Task directions:
Pull out each line in the entries below that contains the string "snowsuit", and copy every such line in full. Treat uppercase and lowercase letters as different.

Data to use:
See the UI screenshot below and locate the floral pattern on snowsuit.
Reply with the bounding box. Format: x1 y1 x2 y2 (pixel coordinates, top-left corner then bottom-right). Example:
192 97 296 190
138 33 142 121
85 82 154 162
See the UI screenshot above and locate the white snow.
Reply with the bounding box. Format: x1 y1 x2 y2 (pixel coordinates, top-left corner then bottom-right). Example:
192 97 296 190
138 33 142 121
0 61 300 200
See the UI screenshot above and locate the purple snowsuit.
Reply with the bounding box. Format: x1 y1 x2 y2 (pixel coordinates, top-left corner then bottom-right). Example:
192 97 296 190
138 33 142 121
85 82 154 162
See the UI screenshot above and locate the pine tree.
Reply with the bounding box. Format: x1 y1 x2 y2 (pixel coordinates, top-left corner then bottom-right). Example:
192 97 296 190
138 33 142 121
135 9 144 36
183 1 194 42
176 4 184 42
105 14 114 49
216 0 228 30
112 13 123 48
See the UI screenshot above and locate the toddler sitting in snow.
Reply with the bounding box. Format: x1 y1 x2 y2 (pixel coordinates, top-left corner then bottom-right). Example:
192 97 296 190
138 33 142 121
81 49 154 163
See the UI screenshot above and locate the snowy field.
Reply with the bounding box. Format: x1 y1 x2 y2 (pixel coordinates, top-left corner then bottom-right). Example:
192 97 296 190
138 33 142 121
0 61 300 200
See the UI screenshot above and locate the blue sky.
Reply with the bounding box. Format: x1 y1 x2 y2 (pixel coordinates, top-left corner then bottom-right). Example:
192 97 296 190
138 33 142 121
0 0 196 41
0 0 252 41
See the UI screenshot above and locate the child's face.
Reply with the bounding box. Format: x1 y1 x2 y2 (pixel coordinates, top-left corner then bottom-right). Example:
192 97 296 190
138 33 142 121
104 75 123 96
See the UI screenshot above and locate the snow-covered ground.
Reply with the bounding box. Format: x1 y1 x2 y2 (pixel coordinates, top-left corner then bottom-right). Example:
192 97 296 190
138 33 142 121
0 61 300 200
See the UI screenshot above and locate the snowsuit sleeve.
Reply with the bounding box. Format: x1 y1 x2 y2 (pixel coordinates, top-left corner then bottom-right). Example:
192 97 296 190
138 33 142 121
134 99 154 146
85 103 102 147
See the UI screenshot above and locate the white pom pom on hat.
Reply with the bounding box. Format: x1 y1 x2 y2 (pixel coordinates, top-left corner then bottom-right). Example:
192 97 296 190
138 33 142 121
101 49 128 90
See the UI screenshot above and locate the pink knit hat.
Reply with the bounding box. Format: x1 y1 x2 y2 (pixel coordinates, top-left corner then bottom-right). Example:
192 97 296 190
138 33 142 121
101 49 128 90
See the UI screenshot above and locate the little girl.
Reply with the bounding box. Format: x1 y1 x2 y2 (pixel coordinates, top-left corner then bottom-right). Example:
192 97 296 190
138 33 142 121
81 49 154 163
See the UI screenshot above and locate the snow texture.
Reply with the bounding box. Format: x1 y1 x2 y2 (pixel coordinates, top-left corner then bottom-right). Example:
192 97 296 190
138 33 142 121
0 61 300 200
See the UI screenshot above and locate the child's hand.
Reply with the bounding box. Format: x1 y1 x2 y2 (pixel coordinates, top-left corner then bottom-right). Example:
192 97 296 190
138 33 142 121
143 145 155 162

Written solution:
See the UI screenshot below and locate the floral pattern on snowsuit.
See the UI screenshot above and locate the purple snowsuit.
See the UI screenshot above and locate the snowsuit sleeve.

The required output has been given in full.